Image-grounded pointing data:
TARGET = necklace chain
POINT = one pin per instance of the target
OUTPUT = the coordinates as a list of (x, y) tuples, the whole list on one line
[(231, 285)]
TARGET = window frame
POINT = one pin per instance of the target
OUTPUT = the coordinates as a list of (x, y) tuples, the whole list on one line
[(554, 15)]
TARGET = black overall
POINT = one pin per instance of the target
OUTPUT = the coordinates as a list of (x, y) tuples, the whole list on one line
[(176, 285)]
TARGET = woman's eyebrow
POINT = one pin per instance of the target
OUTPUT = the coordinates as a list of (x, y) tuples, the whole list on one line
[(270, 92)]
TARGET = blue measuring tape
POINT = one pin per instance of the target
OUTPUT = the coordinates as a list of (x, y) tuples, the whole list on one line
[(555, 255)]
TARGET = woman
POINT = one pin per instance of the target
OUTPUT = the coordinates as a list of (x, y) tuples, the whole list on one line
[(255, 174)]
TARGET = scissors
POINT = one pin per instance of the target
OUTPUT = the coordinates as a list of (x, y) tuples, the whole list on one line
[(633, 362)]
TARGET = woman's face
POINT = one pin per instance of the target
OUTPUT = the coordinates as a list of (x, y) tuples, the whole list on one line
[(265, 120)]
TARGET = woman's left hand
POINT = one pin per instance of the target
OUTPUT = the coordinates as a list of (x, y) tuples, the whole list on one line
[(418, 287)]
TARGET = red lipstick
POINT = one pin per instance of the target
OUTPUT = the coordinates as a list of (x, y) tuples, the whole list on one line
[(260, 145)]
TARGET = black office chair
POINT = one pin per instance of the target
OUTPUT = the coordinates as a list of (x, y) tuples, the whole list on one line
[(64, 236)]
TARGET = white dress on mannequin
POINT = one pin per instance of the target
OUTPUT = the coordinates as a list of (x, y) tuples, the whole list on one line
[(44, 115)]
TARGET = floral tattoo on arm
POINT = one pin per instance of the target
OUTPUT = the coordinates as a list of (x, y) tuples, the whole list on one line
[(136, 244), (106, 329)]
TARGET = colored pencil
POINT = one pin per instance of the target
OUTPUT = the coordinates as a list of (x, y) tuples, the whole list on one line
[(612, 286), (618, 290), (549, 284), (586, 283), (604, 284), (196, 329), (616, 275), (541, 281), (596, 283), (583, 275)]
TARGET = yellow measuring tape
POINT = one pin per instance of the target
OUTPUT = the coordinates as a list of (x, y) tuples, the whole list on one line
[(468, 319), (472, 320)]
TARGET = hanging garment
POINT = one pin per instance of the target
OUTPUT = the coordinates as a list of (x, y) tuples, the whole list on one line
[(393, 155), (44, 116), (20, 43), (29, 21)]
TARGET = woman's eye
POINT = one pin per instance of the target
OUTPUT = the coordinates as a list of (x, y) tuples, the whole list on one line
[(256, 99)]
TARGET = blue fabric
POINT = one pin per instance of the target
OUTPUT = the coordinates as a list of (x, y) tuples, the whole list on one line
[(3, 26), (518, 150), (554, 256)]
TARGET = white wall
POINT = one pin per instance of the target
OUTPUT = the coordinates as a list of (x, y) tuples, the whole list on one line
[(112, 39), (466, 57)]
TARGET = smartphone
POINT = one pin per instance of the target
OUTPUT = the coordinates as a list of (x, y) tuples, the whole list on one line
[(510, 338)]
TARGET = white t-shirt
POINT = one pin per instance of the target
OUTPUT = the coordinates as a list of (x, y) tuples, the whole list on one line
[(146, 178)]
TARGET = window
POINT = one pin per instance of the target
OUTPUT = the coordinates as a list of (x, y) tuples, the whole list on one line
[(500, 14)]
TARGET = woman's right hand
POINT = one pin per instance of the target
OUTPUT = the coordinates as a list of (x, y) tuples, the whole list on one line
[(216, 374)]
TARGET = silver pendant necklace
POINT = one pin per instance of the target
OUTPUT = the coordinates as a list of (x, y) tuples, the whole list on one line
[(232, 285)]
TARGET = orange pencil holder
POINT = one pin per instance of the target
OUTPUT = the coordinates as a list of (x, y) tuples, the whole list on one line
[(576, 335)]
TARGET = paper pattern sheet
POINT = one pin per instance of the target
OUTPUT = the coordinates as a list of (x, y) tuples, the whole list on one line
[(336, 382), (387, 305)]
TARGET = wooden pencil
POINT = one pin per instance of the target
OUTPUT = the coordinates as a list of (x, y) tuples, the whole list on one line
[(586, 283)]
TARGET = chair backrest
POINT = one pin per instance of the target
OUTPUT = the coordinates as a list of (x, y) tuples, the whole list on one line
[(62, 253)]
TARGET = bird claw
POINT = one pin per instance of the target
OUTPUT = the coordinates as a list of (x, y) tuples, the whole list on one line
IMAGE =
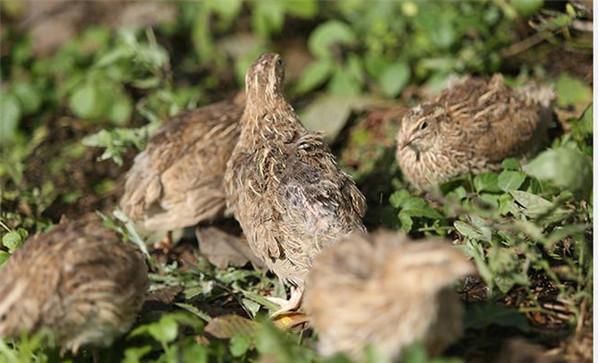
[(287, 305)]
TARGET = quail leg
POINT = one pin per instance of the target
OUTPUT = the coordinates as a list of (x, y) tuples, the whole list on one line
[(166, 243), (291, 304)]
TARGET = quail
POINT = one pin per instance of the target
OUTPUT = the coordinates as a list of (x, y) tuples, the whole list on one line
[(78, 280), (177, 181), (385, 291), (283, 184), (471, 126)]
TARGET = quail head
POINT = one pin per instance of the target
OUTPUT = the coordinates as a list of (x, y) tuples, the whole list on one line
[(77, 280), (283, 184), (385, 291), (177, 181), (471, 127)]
* * *
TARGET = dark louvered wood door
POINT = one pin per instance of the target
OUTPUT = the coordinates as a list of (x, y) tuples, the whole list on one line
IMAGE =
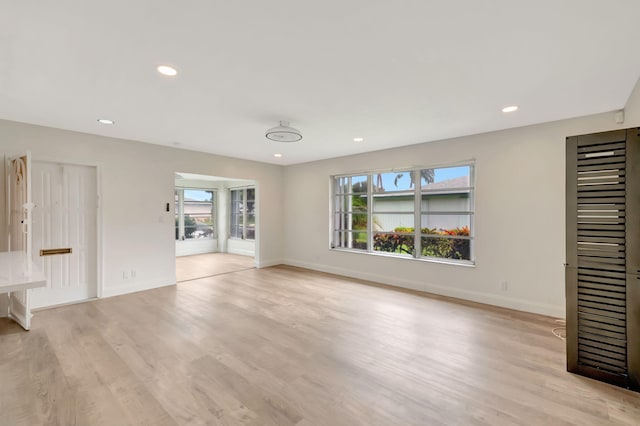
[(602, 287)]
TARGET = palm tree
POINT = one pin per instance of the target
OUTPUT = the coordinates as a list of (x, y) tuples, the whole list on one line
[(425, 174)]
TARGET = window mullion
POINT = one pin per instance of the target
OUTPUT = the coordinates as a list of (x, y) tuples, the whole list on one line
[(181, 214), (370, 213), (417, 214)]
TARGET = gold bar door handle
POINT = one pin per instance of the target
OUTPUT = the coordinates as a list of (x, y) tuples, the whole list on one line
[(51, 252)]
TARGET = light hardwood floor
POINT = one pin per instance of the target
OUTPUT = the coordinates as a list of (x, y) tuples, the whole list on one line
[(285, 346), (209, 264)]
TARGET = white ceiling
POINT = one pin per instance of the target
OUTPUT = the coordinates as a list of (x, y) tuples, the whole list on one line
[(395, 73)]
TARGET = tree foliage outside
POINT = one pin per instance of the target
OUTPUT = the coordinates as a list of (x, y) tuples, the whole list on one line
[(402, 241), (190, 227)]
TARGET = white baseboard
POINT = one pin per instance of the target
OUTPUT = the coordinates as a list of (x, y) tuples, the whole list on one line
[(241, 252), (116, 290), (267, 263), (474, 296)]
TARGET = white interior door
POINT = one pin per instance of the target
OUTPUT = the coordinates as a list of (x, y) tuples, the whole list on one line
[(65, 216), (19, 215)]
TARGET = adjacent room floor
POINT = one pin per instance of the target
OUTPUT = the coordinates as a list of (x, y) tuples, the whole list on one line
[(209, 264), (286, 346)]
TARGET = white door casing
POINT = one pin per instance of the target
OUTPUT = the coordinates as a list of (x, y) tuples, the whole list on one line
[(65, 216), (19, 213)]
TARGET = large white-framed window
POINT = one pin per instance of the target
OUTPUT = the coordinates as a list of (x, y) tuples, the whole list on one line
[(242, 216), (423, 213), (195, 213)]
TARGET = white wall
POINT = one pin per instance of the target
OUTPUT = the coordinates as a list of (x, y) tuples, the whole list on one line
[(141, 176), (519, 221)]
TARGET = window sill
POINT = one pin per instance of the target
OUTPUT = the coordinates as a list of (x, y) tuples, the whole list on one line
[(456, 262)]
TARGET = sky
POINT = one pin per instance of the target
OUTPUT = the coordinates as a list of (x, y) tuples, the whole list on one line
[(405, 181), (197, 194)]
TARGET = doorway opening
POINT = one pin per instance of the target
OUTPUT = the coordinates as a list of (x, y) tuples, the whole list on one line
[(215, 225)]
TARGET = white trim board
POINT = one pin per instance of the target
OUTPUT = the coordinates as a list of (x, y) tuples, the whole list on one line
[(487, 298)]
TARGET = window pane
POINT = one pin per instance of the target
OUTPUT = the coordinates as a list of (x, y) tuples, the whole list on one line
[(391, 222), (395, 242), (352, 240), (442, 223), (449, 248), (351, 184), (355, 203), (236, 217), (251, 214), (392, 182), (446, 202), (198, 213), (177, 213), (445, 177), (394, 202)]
--
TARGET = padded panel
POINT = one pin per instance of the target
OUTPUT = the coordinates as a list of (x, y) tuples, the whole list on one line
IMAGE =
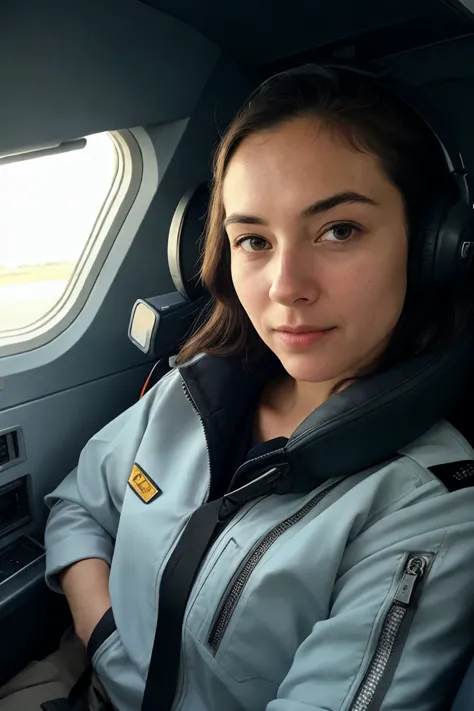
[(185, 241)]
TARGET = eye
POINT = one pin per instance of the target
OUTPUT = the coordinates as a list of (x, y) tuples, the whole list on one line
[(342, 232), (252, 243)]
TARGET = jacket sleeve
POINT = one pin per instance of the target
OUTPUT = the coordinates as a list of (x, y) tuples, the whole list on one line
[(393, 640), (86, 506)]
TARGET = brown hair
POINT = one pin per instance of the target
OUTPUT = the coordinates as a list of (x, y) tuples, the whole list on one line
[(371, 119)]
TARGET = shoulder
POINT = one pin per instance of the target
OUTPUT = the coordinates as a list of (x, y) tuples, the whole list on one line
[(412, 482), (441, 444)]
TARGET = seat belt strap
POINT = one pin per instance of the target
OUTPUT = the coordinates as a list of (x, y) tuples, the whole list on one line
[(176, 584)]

**What you have to do**. How many of the lines above include the word "blue"? Only the number should be given.

**Task output**. 2